#### Work to be completed
Find the line with "Could you point to the fence in" in the records below. Copy it and every line after it, up to and including the line with "Could you point to the power".

*** Data Section Begins ***

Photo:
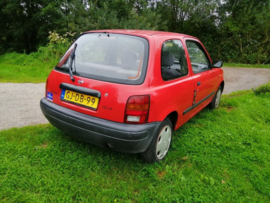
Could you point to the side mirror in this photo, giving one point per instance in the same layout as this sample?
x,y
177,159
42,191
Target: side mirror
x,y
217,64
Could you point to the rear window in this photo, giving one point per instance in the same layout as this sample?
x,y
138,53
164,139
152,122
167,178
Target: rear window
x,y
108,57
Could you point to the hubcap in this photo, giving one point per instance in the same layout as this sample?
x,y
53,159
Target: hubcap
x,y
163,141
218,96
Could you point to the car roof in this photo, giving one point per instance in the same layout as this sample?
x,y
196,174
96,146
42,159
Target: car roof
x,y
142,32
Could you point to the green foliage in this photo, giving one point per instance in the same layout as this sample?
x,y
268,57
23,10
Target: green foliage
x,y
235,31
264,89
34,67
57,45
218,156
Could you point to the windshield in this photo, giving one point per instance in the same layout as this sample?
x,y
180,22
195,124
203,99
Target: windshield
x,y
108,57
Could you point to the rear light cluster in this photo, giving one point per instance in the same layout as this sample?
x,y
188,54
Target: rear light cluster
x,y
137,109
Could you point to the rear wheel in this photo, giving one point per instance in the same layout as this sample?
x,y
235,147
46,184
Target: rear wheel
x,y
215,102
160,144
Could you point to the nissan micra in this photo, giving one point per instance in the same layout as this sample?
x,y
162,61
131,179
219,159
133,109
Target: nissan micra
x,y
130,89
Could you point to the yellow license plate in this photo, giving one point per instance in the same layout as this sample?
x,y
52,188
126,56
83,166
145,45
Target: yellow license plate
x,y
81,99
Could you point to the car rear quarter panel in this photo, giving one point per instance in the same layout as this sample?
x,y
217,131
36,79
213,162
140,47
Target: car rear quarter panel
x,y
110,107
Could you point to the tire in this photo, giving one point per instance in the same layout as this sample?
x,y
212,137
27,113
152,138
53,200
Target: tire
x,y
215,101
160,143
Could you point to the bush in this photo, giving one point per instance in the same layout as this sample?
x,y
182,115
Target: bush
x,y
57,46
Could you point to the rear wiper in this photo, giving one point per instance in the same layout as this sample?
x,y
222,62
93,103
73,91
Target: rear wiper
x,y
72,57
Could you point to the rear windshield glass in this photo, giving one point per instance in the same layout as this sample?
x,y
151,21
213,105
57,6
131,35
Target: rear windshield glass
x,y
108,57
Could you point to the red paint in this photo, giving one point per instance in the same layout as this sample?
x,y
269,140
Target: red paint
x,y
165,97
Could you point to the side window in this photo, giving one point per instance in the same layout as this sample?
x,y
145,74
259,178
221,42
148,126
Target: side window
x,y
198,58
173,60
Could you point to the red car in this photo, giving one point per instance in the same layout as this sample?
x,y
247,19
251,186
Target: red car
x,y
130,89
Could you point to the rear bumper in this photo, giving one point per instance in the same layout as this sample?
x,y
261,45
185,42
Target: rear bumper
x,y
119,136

*** Data Section Ends ***
*** Data Section Begins ***

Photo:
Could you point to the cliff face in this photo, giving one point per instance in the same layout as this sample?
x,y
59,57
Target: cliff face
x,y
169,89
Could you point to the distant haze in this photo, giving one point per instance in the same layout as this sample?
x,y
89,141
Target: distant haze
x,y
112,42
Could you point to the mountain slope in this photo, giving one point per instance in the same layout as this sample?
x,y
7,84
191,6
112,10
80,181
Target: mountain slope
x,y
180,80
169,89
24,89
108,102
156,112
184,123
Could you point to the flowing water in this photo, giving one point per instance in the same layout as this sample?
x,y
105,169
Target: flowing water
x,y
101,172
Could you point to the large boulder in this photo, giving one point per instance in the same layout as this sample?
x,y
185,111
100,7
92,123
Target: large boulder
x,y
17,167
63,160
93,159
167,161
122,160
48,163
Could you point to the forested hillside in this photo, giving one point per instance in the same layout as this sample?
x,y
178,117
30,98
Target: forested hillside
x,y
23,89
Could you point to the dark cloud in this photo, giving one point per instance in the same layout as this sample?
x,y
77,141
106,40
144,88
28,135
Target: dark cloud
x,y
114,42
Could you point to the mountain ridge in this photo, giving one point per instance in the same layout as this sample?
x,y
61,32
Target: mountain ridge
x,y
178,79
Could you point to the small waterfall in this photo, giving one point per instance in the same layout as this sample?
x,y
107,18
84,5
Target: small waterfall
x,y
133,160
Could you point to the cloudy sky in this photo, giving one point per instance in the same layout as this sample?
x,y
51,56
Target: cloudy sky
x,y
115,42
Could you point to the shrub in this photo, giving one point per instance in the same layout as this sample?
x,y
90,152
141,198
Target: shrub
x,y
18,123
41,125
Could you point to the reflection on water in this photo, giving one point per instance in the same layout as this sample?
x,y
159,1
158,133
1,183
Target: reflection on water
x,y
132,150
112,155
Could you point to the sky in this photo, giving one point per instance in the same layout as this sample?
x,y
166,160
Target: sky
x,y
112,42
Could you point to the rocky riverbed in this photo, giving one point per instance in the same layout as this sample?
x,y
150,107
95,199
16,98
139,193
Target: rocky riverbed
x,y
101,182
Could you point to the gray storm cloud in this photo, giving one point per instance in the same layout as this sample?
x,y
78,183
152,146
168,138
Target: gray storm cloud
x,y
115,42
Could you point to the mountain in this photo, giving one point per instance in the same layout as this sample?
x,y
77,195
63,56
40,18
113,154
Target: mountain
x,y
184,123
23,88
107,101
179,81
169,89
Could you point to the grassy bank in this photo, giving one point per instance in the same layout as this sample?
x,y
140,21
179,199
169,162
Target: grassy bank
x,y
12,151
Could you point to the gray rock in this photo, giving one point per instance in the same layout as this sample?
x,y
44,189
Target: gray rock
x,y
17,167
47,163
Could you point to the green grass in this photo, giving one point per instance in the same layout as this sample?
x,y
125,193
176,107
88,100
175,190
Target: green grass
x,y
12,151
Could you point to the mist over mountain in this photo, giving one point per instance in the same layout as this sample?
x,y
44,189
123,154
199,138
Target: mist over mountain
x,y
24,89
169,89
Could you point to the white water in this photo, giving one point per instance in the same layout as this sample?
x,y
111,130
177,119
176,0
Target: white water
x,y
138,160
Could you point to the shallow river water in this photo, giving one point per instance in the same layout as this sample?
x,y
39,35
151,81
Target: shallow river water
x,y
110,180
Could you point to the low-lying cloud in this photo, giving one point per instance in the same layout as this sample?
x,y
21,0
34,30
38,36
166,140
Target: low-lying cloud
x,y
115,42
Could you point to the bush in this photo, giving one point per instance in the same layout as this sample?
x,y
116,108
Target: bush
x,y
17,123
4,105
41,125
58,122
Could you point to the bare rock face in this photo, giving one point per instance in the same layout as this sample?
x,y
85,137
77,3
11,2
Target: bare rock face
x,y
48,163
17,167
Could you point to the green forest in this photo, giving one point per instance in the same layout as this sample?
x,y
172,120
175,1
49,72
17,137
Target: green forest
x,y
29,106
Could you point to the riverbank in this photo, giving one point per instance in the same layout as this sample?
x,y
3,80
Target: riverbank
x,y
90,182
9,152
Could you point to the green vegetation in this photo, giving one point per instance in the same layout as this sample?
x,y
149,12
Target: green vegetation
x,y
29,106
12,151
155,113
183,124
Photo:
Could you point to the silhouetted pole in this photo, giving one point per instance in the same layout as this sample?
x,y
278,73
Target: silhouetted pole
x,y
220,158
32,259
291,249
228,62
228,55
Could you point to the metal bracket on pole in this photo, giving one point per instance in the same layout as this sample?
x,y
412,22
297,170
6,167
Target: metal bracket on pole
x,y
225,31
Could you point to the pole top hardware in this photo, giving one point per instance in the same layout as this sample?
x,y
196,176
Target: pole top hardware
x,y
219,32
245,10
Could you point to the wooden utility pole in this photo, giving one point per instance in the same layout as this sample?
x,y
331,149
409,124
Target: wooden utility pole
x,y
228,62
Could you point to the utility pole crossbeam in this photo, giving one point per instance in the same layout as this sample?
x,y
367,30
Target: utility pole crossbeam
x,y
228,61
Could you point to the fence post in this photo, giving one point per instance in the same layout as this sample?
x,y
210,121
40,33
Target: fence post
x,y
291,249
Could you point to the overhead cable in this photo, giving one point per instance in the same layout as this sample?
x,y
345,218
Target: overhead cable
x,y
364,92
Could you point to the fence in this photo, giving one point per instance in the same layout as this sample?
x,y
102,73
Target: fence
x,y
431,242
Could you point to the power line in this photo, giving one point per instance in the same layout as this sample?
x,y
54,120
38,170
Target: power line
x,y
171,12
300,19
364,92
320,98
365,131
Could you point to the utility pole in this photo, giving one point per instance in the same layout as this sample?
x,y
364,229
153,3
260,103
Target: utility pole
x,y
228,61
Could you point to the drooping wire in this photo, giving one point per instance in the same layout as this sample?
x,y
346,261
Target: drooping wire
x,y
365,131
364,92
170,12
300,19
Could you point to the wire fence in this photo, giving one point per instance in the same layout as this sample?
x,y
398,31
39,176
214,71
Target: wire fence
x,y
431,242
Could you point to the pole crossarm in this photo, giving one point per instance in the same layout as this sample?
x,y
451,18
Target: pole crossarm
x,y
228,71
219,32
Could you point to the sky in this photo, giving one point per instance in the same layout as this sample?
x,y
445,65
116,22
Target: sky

*** Data Section Ends ***

#### Result
Could you point to the fence in this photo, giving one point per instance in the same layout as this sample?
x,y
102,73
Target: fence
x,y
431,242
Could you point to the power line in this photo, giving one point per instance in the same layout as this sample?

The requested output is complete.